Task objective – Each record below needs to be reproduced precisely, though not its pictures.

..............................

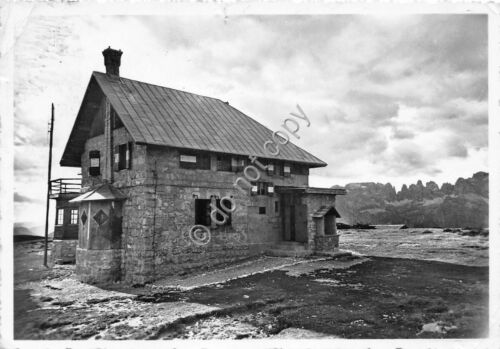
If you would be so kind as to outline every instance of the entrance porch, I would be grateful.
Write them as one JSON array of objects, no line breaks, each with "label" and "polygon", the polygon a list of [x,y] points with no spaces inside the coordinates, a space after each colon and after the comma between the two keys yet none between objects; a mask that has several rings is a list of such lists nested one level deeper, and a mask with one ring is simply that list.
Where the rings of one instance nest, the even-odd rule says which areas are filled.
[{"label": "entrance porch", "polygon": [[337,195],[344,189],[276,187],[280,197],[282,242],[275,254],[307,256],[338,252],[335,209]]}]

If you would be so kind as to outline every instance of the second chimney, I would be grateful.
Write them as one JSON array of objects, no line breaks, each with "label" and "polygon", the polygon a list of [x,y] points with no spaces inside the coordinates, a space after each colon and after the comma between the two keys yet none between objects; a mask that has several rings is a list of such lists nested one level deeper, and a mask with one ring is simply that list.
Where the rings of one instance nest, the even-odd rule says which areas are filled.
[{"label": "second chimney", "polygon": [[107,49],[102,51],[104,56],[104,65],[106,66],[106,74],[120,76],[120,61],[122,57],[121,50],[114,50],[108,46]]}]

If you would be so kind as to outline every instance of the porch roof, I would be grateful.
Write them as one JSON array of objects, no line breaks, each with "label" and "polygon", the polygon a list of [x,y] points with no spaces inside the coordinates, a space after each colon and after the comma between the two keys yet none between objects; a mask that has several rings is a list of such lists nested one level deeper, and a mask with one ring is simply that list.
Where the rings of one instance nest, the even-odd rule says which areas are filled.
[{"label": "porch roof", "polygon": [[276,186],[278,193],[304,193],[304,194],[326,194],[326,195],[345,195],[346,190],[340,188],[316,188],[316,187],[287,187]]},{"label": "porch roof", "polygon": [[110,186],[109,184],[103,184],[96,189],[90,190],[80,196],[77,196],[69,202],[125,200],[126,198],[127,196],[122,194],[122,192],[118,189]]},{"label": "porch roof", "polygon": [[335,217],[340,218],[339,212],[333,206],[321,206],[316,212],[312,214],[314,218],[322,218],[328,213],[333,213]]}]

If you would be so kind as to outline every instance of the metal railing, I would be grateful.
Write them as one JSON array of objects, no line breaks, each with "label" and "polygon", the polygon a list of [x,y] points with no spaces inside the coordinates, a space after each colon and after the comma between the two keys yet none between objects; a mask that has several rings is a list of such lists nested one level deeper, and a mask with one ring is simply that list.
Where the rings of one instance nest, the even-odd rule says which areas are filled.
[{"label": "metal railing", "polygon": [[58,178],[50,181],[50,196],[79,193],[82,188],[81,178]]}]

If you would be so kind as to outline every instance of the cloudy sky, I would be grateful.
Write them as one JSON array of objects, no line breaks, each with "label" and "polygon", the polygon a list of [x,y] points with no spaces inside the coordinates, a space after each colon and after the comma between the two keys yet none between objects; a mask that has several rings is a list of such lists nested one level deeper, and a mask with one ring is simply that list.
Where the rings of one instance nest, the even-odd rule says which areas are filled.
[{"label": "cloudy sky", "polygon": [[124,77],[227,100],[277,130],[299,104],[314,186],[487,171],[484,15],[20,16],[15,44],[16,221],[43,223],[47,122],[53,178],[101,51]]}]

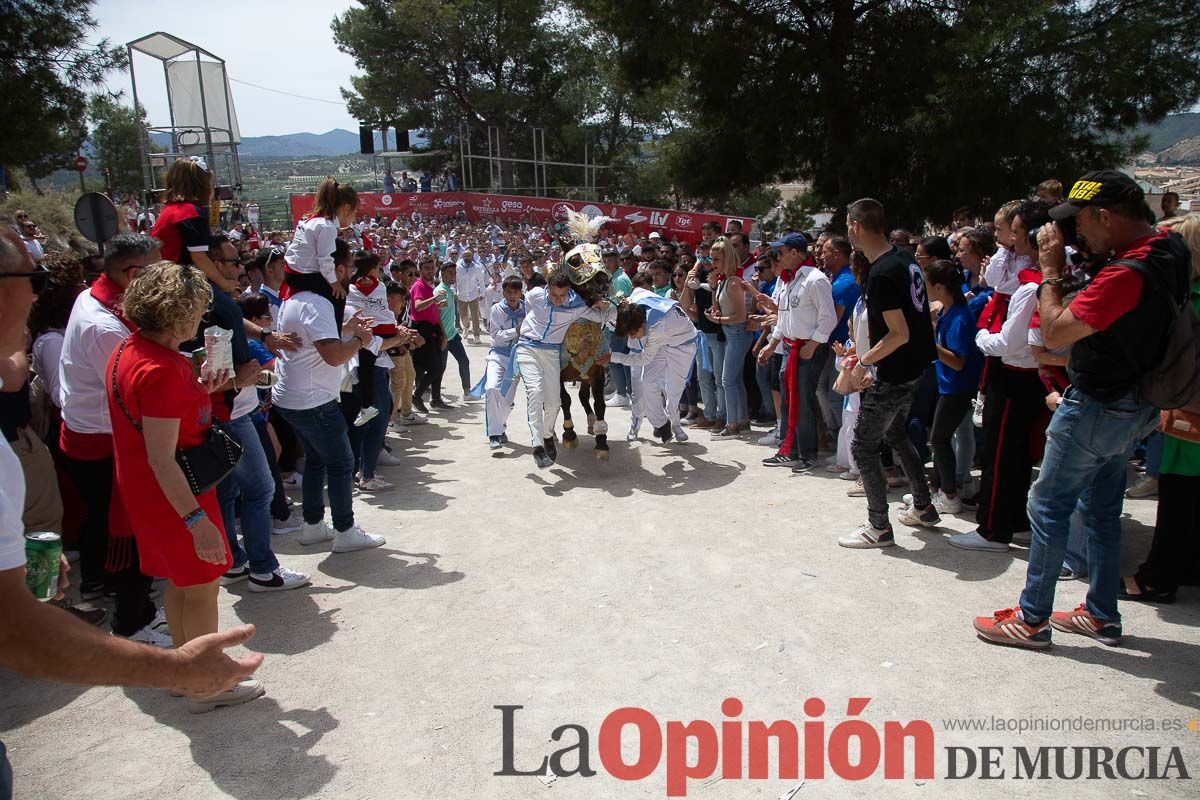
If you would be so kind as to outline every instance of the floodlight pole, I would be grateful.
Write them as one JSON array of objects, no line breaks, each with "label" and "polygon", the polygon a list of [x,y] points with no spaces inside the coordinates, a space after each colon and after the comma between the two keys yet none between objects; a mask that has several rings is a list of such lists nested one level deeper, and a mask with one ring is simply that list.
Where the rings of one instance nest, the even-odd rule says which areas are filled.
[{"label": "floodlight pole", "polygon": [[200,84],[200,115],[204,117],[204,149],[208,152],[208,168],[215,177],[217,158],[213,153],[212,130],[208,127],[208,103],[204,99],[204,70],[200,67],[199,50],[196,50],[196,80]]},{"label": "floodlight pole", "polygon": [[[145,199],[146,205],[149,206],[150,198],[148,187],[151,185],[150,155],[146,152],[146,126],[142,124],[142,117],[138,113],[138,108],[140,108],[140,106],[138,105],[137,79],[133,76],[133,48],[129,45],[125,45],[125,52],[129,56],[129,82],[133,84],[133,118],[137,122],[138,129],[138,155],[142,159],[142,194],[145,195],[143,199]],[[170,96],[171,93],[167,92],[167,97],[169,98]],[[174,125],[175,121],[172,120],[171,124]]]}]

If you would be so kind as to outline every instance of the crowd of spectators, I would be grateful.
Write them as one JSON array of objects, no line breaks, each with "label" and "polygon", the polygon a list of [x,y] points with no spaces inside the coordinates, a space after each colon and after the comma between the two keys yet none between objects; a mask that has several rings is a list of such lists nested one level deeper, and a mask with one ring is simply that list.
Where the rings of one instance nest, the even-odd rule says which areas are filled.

..............................

Response to the exercise –
If you would be so kind as to outline every instance of the entrance porch, I would be grateful.
Write them as one JSON array of objects, no line breaks, each with "label" and "polygon", the polygon a list of [x,y] points with no spaces inside the coordinates, a space after each colon and after the comma between the two keys yet none between objects; a mask that has several rings is a list of such lists nested one level deeper, and a mask with one ring is simply that list.
Where the rings of one instance nest, the even-odd rule says which areas are filled.
[{"label": "entrance porch", "polygon": [[337,195],[344,189],[276,187],[280,197],[282,242],[275,254],[307,256],[338,252],[335,209]]}]

If you would be so kind as to outline every instance of the second chimney, I would be grateful.
Write them as one JSON array of objects, no line breaks, each with "label" and "polygon", the polygon a list of [x,y] points with no spaces inside the coordinates, a space after each colon and after the comma between the two keys yet none between objects; a mask that has several rings is a list of such lists nested one level deeper, and a mask with one ring is simply that list.
Where the rings of one instance nest, the even-odd rule says which areas are filled.
[{"label": "second chimney", "polygon": [[107,49],[102,51],[104,56],[104,65],[106,66],[106,74],[120,76],[120,61],[122,57],[121,50],[114,50],[108,46]]}]

If you would be so kind as to outline every instance of the porch roof, I would be grateful.
Write them as one JSON array of objects, no line breaks, each with "label" and "polygon", the polygon a list of [x,y] points with no spaces inside the coordinates, a space after each colon and after the comma between the two keys yet none between objects; a mask that has several rings is a list of such lists nested one level deeper, and a mask with one ring is simply that list.
Where the rings of one instance nest, the even-odd rule says which areas are filled.
[{"label": "porch roof", "polygon": [[276,186],[278,193],[304,193],[304,194],[326,194],[326,195],[345,195],[346,190],[340,188],[316,188],[316,187],[287,187]]},{"label": "porch roof", "polygon": [[110,186],[109,184],[103,184],[96,189],[90,190],[80,196],[77,196],[69,202],[125,200],[126,198],[127,196],[122,194],[122,192],[118,189]]},{"label": "porch roof", "polygon": [[335,217],[340,218],[339,212],[333,206],[321,206],[316,212],[312,214],[314,218],[322,218],[328,213],[333,213]]}]

If you would be so kind as to outline every instance of the metal railing, I would be grateful.
Write them as one JSON array of objects, no line breaks, each with "label" and "polygon", the polygon a list of [x,y] points with no spaces inside the coordinates, a space after each colon and after the comma between the two keys yet none between objects; a mask that has several rings is a list of such lists nested one level deeper, and a mask with one ring is simply that list.
Where the rings of one instance nest, the even-odd rule says which areas are filled.
[{"label": "metal railing", "polygon": [[58,178],[50,181],[50,196],[79,193],[82,188],[81,178]]}]

If you would be so kind as to outline every instance of the cloudy sky, I would be grateful.
Write them as one JSON array of objects, no line breaks, each with "label" and "polygon", the polygon a list of [x,y] points with no spaces inside the coordinates, a space after each colon and after the comma between the two keys yet none between objects; a mask that has several rings is a list of such lists nested one level deeper, and a mask with one ring is simply that list.
Where the rings of one instance nest, the even-odd rule says which areas are filled.
[{"label": "cloudy sky", "polygon": [[124,77],[227,100],[277,130],[299,104],[314,186],[487,171],[484,15],[20,16],[15,44],[16,221],[43,223],[47,122],[53,178],[101,51]]}]

If you would be so kind as to outline every instance of the floodlight pole, I would be grateful.
Write them as one JSON array of objects, no line breaks, each with "label" and "polygon", the polygon a list of [x,y] points with no spaces inside the coordinates, a space after each colon and after the comma between the two keys yet none between objects; a mask that has several rings is a list of such lists nested one level deeper, and a mask with one ring is simply that list.
Where the rings of one instance nest, the even-odd rule says which areas are filled.
[{"label": "floodlight pole", "polygon": [[200,84],[200,115],[204,117],[204,149],[208,152],[208,168],[215,177],[217,158],[213,153],[212,130],[208,127],[208,103],[204,99],[204,70],[200,67],[199,50],[196,50],[196,80]]},{"label": "floodlight pole", "polygon": [[[145,199],[146,205],[149,206],[150,198],[148,187],[151,185],[150,155],[146,152],[146,126],[142,124],[142,117],[138,113],[138,108],[140,108],[140,106],[138,105],[137,79],[133,76],[133,48],[129,45],[125,45],[125,52],[129,56],[129,82],[133,84],[133,118],[137,122],[138,129],[138,155],[142,159],[142,194],[145,195],[143,199]],[[170,96],[171,93],[167,92],[167,97],[169,98]],[[174,125],[175,121],[172,120],[171,124]]]}]

If you would be so kind as to outline every instance of the crowd of spectators, I would be grateful.
Write them as one JSON array of objects, no line breaks, each with "label" and "polygon", the polygon a list of [x,y] points with no spaces inside the coordinates, a space after each colon and after the comma between the two keys yet none between objects; a mask that has several rings is a list of such lists nested one level deeper, and a mask with one ring is simply that list.
Where the rings of one instance nest, the even-odd rule says which areas are filled.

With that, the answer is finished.